- _Action item_
Report back every line below that carries the word "post".

------ Material for this task

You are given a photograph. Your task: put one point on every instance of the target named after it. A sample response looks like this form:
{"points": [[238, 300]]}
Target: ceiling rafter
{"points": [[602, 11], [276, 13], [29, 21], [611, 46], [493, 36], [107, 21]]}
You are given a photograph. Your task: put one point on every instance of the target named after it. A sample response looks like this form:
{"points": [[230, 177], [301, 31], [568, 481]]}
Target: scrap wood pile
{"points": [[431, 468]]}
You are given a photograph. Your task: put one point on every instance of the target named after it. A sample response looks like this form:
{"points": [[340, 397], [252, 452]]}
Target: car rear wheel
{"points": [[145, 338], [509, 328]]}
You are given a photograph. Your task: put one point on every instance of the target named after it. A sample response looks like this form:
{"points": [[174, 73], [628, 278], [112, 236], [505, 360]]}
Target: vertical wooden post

------------
------ Material for this task

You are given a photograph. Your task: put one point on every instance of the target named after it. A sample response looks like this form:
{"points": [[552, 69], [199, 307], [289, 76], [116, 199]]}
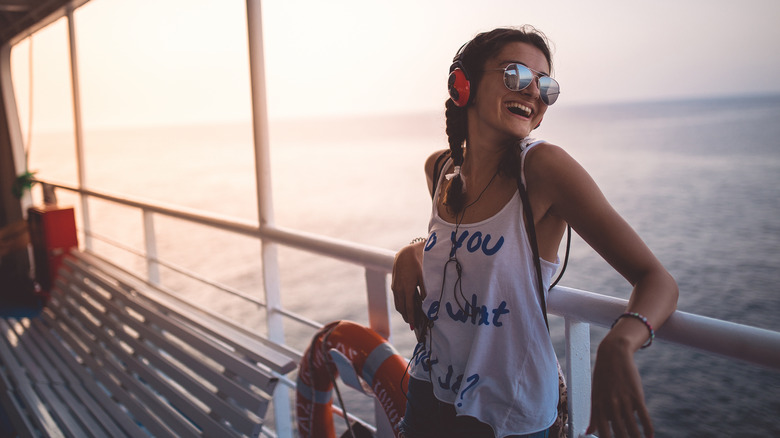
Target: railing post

------------
------ Material for this task

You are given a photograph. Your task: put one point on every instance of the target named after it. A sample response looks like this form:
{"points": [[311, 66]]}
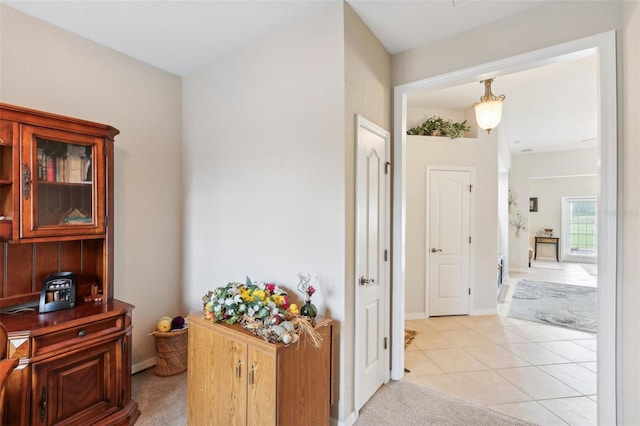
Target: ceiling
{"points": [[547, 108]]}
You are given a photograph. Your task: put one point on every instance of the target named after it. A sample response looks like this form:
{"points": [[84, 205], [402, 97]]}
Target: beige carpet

------------

- _Completed task_
Target: vertical wooden post
Target: railing post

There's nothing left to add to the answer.